**Problems to solve:**
**A.** In the passage on childhood cancer survival, which age group showed the greatest progress?
**B.** Please write out everything in the passage on childhood cancer survival from "Survival rates have" down to "69% in 1990-1999.".

**Document passage:**
......

Survival rates have risen by about 9 percentage points between 1990 and 2015, according to the study, published in the European Journal of Cancer and funded by the Children Cancer-free Foundation (KiKa). Between 2010-2015, the 5-year survival of children with cancer was 81%. In 2000-2009 this was 77% and in 1990-1999 it was still 72%. The 10-year survival rate of children with cancer rose to 78% in 2010-2015, up from 75% in 2000-2009 and 69% in 1990-1999.

Survival rose regardless of sex or age. The greatest progress was seen among young people aged 15-17. Between 1990-1999 and 2010-2015, their 5- and 10-year survival increased by respectively 13 and 11 percentage points: from 70% to 83%, and from 67% to 78%.

......

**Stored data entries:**

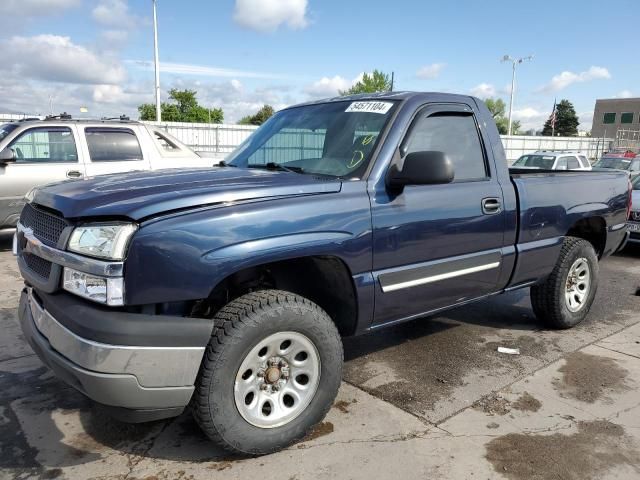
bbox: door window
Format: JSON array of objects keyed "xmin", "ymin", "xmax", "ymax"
[
  {"xmin": 9, "ymin": 127, "xmax": 78, "ymax": 163},
  {"xmin": 556, "ymin": 157, "xmax": 569, "ymax": 170},
  {"xmin": 84, "ymin": 128, "xmax": 143, "ymax": 162},
  {"xmin": 578, "ymin": 155, "xmax": 589, "ymax": 168},
  {"xmin": 407, "ymin": 113, "xmax": 487, "ymax": 182},
  {"xmin": 153, "ymin": 130, "xmax": 180, "ymax": 152},
  {"xmin": 567, "ymin": 157, "xmax": 580, "ymax": 170}
]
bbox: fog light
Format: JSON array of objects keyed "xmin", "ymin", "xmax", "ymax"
[{"xmin": 62, "ymin": 267, "xmax": 124, "ymax": 306}]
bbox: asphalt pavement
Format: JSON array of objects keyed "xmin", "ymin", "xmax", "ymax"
[{"xmin": 0, "ymin": 233, "xmax": 640, "ymax": 480}]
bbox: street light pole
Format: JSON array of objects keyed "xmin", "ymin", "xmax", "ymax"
[
  {"xmin": 502, "ymin": 55, "xmax": 533, "ymax": 135},
  {"xmin": 153, "ymin": 0, "xmax": 162, "ymax": 122}
]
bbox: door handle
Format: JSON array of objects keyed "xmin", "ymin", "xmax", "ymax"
[{"xmin": 482, "ymin": 197, "xmax": 502, "ymax": 215}]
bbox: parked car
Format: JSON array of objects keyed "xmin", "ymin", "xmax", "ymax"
[
  {"xmin": 513, "ymin": 150, "xmax": 591, "ymax": 170},
  {"xmin": 628, "ymin": 174, "xmax": 640, "ymax": 244},
  {"xmin": 0, "ymin": 116, "xmax": 214, "ymax": 229},
  {"xmin": 593, "ymin": 155, "xmax": 640, "ymax": 174},
  {"xmin": 15, "ymin": 92, "xmax": 631, "ymax": 454}
]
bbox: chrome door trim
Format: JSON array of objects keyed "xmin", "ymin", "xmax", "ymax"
[
  {"xmin": 377, "ymin": 250, "xmax": 502, "ymax": 293},
  {"xmin": 382, "ymin": 262, "xmax": 500, "ymax": 293}
]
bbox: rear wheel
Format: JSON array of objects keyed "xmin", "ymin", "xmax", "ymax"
[
  {"xmin": 531, "ymin": 237, "xmax": 598, "ymax": 328},
  {"xmin": 192, "ymin": 290, "xmax": 343, "ymax": 455}
]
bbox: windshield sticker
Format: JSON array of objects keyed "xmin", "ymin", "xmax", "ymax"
[
  {"xmin": 345, "ymin": 102, "xmax": 393, "ymax": 115},
  {"xmin": 347, "ymin": 150, "xmax": 364, "ymax": 168}
]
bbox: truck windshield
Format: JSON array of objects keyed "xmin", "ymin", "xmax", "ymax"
[
  {"xmin": 0, "ymin": 123, "xmax": 18, "ymax": 140},
  {"xmin": 593, "ymin": 157, "xmax": 631, "ymax": 170},
  {"xmin": 226, "ymin": 100, "xmax": 397, "ymax": 179},
  {"xmin": 513, "ymin": 155, "xmax": 556, "ymax": 170}
]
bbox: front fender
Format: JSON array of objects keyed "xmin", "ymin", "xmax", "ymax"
[{"xmin": 125, "ymin": 182, "xmax": 372, "ymax": 305}]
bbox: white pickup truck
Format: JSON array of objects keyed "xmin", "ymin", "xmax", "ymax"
[{"xmin": 0, "ymin": 116, "xmax": 217, "ymax": 229}]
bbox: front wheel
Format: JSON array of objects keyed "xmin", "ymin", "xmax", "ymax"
[
  {"xmin": 192, "ymin": 290, "xmax": 343, "ymax": 455},
  {"xmin": 531, "ymin": 237, "xmax": 598, "ymax": 328}
]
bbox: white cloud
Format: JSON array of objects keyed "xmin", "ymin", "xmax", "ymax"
[
  {"xmin": 92, "ymin": 85, "xmax": 153, "ymax": 107},
  {"xmin": 233, "ymin": 0, "xmax": 309, "ymax": 32},
  {"xmin": 0, "ymin": 0, "xmax": 81, "ymax": 17},
  {"xmin": 538, "ymin": 66, "xmax": 611, "ymax": 93},
  {"xmin": 469, "ymin": 83, "xmax": 498, "ymax": 99},
  {"xmin": 416, "ymin": 63, "xmax": 445, "ymax": 80},
  {"xmin": 304, "ymin": 75, "xmax": 353, "ymax": 98},
  {"xmin": 0, "ymin": 35, "xmax": 126, "ymax": 84},
  {"xmin": 126, "ymin": 60, "xmax": 283, "ymax": 79},
  {"xmin": 91, "ymin": 0, "xmax": 138, "ymax": 30},
  {"xmin": 100, "ymin": 30, "xmax": 129, "ymax": 50},
  {"xmin": 507, "ymin": 106, "xmax": 551, "ymax": 130},
  {"xmin": 615, "ymin": 90, "xmax": 633, "ymax": 98},
  {"xmin": 578, "ymin": 110, "xmax": 593, "ymax": 131}
]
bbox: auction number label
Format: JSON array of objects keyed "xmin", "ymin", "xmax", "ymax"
[{"xmin": 345, "ymin": 101, "xmax": 393, "ymax": 115}]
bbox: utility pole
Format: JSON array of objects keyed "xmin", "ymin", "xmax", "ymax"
[
  {"xmin": 502, "ymin": 55, "xmax": 533, "ymax": 135},
  {"xmin": 153, "ymin": 0, "xmax": 162, "ymax": 122}
]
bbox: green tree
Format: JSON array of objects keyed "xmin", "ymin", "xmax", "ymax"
[
  {"xmin": 238, "ymin": 105, "xmax": 274, "ymax": 125},
  {"xmin": 138, "ymin": 88, "xmax": 224, "ymax": 123},
  {"xmin": 542, "ymin": 99, "xmax": 580, "ymax": 137},
  {"xmin": 340, "ymin": 70, "xmax": 391, "ymax": 95},
  {"xmin": 484, "ymin": 98, "xmax": 520, "ymax": 135}
]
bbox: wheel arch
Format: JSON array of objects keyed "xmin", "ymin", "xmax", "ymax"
[
  {"xmin": 565, "ymin": 216, "xmax": 607, "ymax": 258},
  {"xmin": 196, "ymin": 255, "xmax": 358, "ymax": 336}
]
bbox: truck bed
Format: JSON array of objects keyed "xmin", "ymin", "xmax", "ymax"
[{"xmin": 509, "ymin": 169, "xmax": 629, "ymax": 285}]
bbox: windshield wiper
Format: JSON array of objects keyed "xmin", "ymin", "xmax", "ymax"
[
  {"xmin": 213, "ymin": 160, "xmax": 238, "ymax": 168},
  {"xmin": 247, "ymin": 162, "xmax": 304, "ymax": 173}
]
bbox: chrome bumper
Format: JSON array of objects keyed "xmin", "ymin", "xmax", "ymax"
[{"xmin": 19, "ymin": 288, "xmax": 204, "ymax": 409}]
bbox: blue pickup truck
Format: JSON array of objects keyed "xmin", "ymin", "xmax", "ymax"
[{"xmin": 14, "ymin": 92, "xmax": 631, "ymax": 454}]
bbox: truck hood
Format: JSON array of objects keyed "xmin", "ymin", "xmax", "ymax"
[{"xmin": 31, "ymin": 167, "xmax": 341, "ymax": 220}]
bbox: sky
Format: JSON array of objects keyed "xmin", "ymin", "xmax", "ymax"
[{"xmin": 0, "ymin": 0, "xmax": 640, "ymax": 130}]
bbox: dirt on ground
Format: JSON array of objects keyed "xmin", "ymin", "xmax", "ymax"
[
  {"xmin": 554, "ymin": 352, "xmax": 629, "ymax": 403},
  {"xmin": 486, "ymin": 420, "xmax": 640, "ymax": 480},
  {"xmin": 511, "ymin": 392, "xmax": 542, "ymax": 412},
  {"xmin": 300, "ymin": 422, "xmax": 333, "ymax": 443},
  {"xmin": 344, "ymin": 319, "xmax": 516, "ymax": 414},
  {"xmin": 473, "ymin": 392, "xmax": 511, "ymax": 415}
]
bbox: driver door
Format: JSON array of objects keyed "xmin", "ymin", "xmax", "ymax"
[{"xmin": 372, "ymin": 104, "xmax": 505, "ymax": 324}]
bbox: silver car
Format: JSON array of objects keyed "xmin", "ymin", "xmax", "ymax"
[{"xmin": 0, "ymin": 117, "xmax": 211, "ymax": 229}]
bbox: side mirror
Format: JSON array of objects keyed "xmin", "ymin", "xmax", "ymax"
[
  {"xmin": 0, "ymin": 147, "xmax": 16, "ymax": 165},
  {"xmin": 387, "ymin": 151, "xmax": 454, "ymax": 188}
]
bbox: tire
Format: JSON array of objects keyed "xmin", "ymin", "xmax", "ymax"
[
  {"xmin": 191, "ymin": 290, "xmax": 343, "ymax": 455},
  {"xmin": 531, "ymin": 237, "xmax": 598, "ymax": 329}
]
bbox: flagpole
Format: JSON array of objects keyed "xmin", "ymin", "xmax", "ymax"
[
  {"xmin": 551, "ymin": 98, "xmax": 556, "ymax": 137},
  {"xmin": 153, "ymin": 0, "xmax": 162, "ymax": 122}
]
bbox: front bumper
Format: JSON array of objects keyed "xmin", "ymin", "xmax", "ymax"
[{"xmin": 19, "ymin": 288, "xmax": 211, "ymax": 421}]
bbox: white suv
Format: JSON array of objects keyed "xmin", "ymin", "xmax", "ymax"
[
  {"xmin": 0, "ymin": 116, "xmax": 212, "ymax": 229},
  {"xmin": 511, "ymin": 150, "xmax": 591, "ymax": 170}
]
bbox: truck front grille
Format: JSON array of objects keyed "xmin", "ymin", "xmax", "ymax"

......

**Answers per task:**
**A.** Young people aged 15-17.

**B.**
Survival rates have risen by about 9 percentage points between 1990 and 2015, according to the study, published in the European Journal of Cancer and funded by the Children Cancer-free Foundation (KiKa). Between 2010-2015, the 5-year survival of children with cancer was 81%. In 2000-2009 this was 77% and in 1990-1999 it was still 72%. The 10-year survival rate of children with cancer rose to 78% in 2010-2015, up from 75% in 2000-2009 and 69% in 1990-1999.